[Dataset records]
####################

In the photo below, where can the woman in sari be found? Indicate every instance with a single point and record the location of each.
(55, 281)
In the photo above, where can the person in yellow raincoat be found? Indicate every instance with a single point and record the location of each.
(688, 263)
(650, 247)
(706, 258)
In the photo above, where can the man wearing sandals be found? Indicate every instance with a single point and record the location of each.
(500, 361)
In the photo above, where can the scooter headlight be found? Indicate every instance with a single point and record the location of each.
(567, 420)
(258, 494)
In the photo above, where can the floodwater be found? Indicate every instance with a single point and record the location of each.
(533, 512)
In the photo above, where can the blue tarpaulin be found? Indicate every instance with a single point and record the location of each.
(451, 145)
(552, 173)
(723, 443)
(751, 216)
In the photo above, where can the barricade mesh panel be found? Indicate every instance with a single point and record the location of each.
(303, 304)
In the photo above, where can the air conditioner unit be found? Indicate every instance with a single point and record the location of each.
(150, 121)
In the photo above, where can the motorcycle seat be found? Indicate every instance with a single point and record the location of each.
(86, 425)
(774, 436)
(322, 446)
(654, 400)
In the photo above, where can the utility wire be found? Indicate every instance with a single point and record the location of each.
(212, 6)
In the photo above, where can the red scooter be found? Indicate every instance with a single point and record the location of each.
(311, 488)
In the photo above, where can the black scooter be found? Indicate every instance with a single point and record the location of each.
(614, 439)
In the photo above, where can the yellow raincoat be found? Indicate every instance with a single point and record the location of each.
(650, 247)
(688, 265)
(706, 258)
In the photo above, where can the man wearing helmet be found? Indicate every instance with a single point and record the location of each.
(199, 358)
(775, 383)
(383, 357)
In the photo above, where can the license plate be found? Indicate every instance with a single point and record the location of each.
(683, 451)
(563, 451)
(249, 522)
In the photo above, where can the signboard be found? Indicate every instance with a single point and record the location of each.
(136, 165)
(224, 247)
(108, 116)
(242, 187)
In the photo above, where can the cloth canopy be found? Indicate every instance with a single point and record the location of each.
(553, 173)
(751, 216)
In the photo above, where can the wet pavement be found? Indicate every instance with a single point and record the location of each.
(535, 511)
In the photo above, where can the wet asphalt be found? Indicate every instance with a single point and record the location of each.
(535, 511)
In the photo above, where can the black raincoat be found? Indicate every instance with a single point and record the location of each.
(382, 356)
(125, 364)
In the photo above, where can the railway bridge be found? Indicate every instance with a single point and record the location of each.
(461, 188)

####################

TASK OBJECTIVE |
Quote the whole listing above, leaving nothing out.

SOLVED EXERCISE |
In the photo below, where can the woman in sari be found? Indicate every instance with a single point and record the location of each.
(55, 281)
In the photo above, where can the person in yellow raincoat be found? Indicate every instance with a single point and record the location of each.
(688, 263)
(650, 247)
(706, 258)
In the photo above, where can the man wearing sandals be found? Indicate every instance with a single point and record the location of each.
(500, 361)
In the photo above, where can the scooter headlight be found? Indicate every instance with a single point and record the location of each.
(567, 420)
(258, 494)
In the photo above, where can the floodwater be found? Indicate every instance with a single point and record the location of each.
(533, 512)
In the photo above, where can the blue tarpaulin be found? Indicate every instance with a single point and record the location of each.
(451, 145)
(552, 173)
(723, 443)
(751, 216)
In the photo above, where can the barricade mesh panel be found? Indicate every instance with a single point and record the location of each.
(303, 304)
In the photo above, where can the air conditioner unit be found? Indicate every instance with a single point and record the location of each.
(150, 121)
In the photo above, where can the motorcycle seat be found? Indicate every instance with a single point and record the location of each.
(86, 425)
(774, 436)
(322, 446)
(654, 400)
In the photo above, where can the utility wire be found? Indicate every instance with a single point and record the location of each.
(212, 6)
In the photo above, where can the red scooter be found? Indicate every instance with a single point and record the location of each.
(311, 488)
In the photo above, where can the black scooter be found? Indicate every instance with a single point and record the location of each.
(614, 439)
In the photo above, where can the yellow raincoat be found? Indicate every instance with a single point and record the location of each.
(650, 247)
(688, 265)
(706, 258)
In the photo above, where can the man wearing helmet be found? Indicate every instance with a single point and record the location of each.
(199, 358)
(775, 383)
(383, 357)
In the photo above, where can the license plate be found? Indicate every instance with a single point and record the location of each.
(683, 451)
(563, 451)
(249, 522)
In the photo above, where can the signboard be found? Indicate every instance with a single point and record the location of each.
(136, 165)
(224, 247)
(108, 116)
(242, 187)
In the photo above, where can the cloth canopy be found? Indicate every instance with a single point and record the location of each.
(553, 173)
(751, 216)
In the photo above, where can the wet pavement be found? Indicate every instance with a single point and record the location of each.
(535, 511)
In the photo above, where can the wet asphalt be found? Indicate every instance with a single point and record the location of each.
(535, 511)
In the photo above, where can the black raincoat be found? Indicate every instance with a single point and record the location of each.
(382, 356)
(125, 364)
In the photo above, where can the railway bridge be found? Indicate every instance with a single point and record the location of each.
(461, 188)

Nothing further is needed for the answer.